[Data records]

------------------------------------

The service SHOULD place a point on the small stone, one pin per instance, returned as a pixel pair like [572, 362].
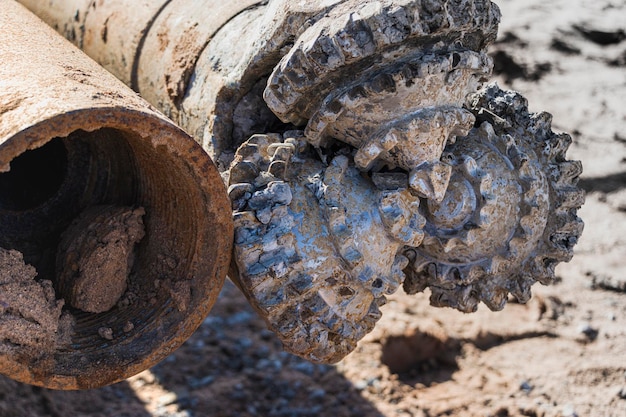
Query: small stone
[568, 411]
[390, 180]
[526, 387]
[590, 333]
[317, 394]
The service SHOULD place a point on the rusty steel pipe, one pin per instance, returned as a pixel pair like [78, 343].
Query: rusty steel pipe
[97, 191]
[361, 150]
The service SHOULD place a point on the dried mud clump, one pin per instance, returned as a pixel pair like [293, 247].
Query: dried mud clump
[96, 255]
[30, 314]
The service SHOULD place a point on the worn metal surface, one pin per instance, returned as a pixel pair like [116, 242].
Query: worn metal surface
[72, 136]
[380, 88]
[316, 246]
[509, 213]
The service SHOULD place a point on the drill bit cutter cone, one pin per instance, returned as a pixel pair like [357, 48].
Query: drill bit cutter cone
[115, 228]
[355, 161]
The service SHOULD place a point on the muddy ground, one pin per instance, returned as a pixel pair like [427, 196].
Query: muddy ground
[562, 354]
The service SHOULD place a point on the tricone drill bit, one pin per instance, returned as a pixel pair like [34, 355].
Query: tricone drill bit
[360, 149]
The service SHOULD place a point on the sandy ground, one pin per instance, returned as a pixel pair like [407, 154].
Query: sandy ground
[562, 354]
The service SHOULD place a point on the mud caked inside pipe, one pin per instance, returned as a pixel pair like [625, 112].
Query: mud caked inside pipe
[91, 252]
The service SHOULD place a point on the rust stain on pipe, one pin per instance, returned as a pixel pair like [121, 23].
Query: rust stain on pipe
[72, 137]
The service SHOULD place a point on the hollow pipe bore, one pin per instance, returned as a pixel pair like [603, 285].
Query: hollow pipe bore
[75, 141]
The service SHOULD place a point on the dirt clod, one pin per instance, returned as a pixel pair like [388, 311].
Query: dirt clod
[96, 255]
[29, 310]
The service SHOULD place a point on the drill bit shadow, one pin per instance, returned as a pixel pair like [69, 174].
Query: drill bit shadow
[234, 366]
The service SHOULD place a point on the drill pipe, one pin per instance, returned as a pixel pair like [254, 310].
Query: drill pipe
[396, 177]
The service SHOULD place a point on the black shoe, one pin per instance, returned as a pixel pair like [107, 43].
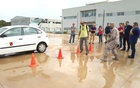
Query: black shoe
[130, 57]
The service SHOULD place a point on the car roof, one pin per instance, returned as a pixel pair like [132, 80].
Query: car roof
[13, 26]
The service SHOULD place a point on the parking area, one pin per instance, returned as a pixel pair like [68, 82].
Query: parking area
[74, 71]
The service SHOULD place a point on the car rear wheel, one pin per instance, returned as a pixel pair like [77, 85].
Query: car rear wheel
[41, 47]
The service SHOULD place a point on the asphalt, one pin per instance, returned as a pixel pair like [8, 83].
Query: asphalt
[73, 71]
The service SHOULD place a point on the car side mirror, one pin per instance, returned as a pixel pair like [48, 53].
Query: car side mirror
[3, 35]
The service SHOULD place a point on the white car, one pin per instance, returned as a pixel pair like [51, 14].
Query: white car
[15, 39]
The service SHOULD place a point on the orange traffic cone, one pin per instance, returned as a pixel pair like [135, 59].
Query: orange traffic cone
[33, 62]
[60, 55]
[90, 48]
[78, 50]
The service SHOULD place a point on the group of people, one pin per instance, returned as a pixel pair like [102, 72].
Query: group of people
[115, 37]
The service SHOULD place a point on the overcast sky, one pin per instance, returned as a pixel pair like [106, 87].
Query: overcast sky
[38, 8]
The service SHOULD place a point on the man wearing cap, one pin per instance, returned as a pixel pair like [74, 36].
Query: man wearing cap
[92, 33]
[112, 42]
[72, 36]
[83, 36]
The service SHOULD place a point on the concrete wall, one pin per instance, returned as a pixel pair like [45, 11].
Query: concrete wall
[127, 6]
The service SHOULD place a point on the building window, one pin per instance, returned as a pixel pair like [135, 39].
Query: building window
[70, 17]
[109, 14]
[137, 12]
[100, 15]
[88, 13]
[120, 14]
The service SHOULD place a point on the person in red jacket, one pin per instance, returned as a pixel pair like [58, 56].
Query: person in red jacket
[100, 33]
[121, 30]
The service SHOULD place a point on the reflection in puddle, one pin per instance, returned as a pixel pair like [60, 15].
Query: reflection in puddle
[82, 68]
[108, 73]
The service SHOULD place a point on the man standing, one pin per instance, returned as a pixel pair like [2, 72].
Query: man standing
[127, 29]
[107, 31]
[83, 36]
[121, 30]
[112, 42]
[72, 36]
[134, 35]
[92, 34]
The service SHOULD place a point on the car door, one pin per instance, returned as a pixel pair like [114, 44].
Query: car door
[31, 38]
[12, 41]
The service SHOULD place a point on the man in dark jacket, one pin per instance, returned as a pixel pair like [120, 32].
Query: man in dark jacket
[134, 35]
[127, 29]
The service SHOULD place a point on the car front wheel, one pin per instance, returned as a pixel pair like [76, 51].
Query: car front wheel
[41, 47]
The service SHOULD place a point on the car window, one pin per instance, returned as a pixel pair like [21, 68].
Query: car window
[29, 31]
[2, 29]
[13, 32]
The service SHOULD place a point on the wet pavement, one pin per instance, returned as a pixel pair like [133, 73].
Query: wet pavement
[74, 71]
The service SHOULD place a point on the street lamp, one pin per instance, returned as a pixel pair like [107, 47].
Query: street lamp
[61, 23]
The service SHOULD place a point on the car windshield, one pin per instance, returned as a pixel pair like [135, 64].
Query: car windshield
[36, 20]
[2, 29]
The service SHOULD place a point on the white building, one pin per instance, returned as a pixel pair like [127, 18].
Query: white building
[48, 25]
[102, 12]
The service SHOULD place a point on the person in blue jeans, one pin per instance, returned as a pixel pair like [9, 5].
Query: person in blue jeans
[72, 36]
[134, 35]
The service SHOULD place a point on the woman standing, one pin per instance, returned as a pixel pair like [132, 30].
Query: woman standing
[121, 30]
[100, 33]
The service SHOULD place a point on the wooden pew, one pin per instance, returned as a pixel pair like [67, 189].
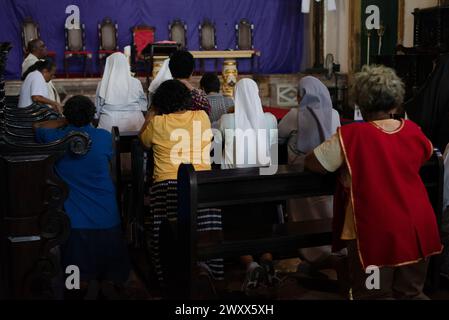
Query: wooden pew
[219, 189]
[122, 142]
[32, 219]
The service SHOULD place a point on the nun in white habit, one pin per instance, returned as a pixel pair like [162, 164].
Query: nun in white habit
[249, 133]
[120, 98]
[163, 75]
[306, 128]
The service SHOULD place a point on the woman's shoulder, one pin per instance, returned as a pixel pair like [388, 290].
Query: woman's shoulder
[227, 121]
[271, 119]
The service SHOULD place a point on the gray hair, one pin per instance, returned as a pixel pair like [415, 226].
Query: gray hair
[377, 89]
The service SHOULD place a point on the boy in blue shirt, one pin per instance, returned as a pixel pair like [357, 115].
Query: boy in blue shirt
[96, 244]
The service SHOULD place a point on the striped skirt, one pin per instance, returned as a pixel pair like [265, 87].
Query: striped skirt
[163, 207]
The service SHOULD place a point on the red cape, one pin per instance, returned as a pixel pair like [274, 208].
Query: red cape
[394, 219]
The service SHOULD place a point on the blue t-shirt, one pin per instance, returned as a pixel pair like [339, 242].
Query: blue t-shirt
[92, 202]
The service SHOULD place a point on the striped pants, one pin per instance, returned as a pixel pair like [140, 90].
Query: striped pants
[164, 206]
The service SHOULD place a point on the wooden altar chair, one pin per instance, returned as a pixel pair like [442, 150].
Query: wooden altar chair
[108, 40]
[177, 32]
[208, 40]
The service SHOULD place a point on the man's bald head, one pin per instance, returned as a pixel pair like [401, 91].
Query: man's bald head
[38, 48]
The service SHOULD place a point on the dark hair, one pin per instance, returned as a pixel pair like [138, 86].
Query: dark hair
[40, 65]
[181, 64]
[79, 111]
[33, 45]
[172, 96]
[210, 83]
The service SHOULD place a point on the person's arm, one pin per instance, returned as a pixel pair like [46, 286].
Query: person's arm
[200, 101]
[288, 124]
[328, 157]
[145, 134]
[312, 164]
[98, 102]
[50, 124]
[40, 99]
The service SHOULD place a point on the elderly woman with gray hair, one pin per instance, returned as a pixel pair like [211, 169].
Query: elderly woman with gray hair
[305, 128]
[382, 213]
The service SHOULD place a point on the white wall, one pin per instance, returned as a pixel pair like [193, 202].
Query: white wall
[336, 33]
[409, 7]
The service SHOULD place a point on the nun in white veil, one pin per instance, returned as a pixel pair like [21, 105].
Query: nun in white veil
[163, 75]
[120, 99]
[249, 133]
[306, 128]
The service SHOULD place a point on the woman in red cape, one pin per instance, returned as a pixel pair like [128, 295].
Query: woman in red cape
[382, 212]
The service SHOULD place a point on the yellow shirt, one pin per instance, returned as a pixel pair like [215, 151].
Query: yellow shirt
[330, 155]
[179, 138]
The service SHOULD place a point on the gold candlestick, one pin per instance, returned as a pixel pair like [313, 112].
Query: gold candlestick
[380, 34]
[368, 50]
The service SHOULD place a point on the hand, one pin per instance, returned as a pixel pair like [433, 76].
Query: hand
[57, 107]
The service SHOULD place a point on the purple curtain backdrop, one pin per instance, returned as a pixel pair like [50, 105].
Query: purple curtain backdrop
[278, 26]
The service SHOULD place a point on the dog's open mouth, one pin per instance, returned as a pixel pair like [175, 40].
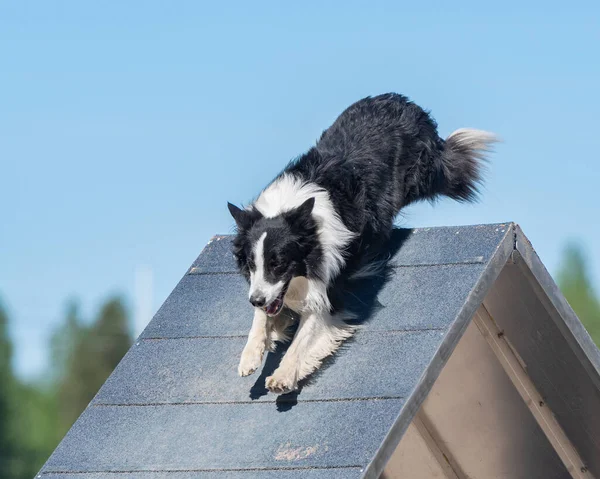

------------------------------------

Description of the task -
Print, exactly, each line above from the one with "The service SHOULD place a point on the white building, one" to the one with "like [162, 164].", end lines included. Leave pictures out of it.

Expected answer -
The service SHOULD place a point on the white building, one pin per instance, returned as a pixel pair like [127, 18].
Query: white building
[48, 25]
[102, 12]
The service SHOULD place a point on the person in blue jeans, one pin per instance, returned as a pixel pair like [9, 5].
Query: person in blue jeans
[72, 36]
[134, 35]
The service SHOULD place a point on the woman standing, one pin per instance, returned as a pixel pair like [132, 30].
Query: woman standing
[121, 30]
[100, 33]
The service SHOULD place a point on the wooden pew, one pin per instance, returned as a pixel pair like [67, 189].
Query: wooden pew
[219, 189]
[122, 142]
[32, 219]
The service SHOULD place a point on the nun in white habit, one pin per instance, returned as a pixel pair like [162, 164].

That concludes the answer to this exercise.